Stored records
┌──

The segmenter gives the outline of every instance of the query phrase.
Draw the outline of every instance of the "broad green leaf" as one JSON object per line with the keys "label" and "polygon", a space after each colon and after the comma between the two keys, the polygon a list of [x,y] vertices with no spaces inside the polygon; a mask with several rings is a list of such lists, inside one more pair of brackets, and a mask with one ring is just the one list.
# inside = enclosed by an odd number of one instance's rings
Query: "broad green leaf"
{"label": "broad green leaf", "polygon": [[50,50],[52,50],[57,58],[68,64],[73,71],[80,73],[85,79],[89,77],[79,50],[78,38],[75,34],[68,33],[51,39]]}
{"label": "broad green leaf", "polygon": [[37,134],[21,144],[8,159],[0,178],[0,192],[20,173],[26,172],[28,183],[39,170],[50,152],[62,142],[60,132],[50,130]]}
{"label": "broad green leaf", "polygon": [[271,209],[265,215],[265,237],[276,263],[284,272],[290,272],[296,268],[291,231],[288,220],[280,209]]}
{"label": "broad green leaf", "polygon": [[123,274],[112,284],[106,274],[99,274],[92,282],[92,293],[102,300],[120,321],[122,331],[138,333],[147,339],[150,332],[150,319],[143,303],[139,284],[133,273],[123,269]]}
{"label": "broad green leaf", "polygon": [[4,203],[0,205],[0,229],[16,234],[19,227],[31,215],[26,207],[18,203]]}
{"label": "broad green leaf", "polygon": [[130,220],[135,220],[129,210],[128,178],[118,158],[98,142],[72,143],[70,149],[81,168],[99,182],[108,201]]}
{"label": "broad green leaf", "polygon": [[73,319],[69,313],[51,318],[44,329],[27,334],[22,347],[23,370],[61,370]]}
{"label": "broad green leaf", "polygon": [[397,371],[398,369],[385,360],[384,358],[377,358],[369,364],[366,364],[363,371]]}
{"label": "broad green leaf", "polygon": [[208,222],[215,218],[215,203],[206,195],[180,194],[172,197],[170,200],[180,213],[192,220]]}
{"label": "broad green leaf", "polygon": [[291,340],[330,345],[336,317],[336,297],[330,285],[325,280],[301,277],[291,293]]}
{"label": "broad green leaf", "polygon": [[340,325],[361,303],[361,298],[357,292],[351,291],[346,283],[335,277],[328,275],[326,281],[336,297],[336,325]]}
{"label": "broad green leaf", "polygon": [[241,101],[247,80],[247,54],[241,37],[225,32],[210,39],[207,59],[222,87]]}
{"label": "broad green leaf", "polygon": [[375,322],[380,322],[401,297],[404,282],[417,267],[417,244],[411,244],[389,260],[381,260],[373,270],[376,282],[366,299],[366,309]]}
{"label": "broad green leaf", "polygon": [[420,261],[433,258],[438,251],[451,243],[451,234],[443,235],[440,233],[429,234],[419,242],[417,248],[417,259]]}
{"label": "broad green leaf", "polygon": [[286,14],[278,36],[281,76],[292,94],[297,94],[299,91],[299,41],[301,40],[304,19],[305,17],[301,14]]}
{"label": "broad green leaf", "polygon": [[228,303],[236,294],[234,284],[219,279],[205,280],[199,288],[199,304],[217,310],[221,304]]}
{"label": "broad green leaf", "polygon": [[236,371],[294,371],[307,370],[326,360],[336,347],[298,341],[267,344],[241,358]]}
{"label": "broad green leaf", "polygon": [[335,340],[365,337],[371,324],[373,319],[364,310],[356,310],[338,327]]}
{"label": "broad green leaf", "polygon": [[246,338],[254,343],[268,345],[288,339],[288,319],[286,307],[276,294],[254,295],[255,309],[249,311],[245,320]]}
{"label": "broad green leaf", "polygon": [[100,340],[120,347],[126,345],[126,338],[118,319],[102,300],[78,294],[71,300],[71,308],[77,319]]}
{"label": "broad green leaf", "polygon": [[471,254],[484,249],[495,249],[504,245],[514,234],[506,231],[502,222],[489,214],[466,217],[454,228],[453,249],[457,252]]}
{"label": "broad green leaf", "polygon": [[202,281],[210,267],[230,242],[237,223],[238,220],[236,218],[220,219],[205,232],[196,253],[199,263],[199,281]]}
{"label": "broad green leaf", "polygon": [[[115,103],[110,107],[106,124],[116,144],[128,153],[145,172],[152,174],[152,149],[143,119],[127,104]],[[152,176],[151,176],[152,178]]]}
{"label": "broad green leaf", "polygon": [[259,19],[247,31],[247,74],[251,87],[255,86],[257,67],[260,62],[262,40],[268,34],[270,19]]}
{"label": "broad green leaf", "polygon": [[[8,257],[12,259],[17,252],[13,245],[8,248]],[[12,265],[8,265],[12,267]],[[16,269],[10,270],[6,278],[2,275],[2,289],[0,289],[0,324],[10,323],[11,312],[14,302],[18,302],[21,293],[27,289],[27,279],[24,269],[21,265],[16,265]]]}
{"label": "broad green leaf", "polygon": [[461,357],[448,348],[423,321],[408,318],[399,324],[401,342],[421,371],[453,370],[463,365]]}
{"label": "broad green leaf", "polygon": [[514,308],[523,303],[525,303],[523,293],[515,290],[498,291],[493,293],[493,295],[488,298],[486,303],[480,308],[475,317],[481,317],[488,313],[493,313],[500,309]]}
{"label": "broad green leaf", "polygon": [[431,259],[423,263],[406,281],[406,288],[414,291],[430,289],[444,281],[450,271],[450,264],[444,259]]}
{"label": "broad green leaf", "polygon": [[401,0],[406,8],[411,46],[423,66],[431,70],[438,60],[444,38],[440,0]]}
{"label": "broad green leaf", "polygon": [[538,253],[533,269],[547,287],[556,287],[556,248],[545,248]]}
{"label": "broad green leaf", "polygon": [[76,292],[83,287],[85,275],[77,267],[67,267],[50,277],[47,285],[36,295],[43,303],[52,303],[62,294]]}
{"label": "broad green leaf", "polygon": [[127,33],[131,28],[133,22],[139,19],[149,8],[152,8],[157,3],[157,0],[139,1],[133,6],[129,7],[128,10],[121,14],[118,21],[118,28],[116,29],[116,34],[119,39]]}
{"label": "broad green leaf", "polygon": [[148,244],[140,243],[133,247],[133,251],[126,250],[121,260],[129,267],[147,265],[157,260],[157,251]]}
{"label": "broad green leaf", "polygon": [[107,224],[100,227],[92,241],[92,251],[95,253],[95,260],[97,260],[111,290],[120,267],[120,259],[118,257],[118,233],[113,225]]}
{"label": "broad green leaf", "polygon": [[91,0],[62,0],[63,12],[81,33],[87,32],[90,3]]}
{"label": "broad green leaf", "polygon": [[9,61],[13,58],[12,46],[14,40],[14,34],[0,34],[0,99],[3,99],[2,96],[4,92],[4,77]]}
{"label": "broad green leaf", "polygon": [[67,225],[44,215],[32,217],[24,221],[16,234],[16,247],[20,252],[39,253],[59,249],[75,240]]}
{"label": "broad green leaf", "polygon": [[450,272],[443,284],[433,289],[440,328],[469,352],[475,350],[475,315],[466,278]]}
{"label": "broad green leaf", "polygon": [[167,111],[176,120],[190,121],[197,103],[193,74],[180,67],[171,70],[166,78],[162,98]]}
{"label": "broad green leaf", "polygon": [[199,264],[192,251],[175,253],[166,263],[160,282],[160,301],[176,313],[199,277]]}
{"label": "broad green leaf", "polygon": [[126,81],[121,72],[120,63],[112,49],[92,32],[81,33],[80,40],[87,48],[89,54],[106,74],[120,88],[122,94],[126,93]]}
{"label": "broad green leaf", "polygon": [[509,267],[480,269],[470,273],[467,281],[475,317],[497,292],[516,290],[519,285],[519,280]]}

└──

# WRITTEN REQUEST
Return each line of the listing above that contains the string "object". Case matters.

# ANSWER TO THIS PROBLEM
Draw the outline of every instance of the "broad green leaf" as one JSON object per line with the keys "label" and "polygon", a space after each colon and after the comma between the two keys, the polygon a list of [x,y] vertices with no spaces inside the polygon; a mask with several rings is a list of such lists, inside one more pair of brackets, and a mask with one ring is just the one list.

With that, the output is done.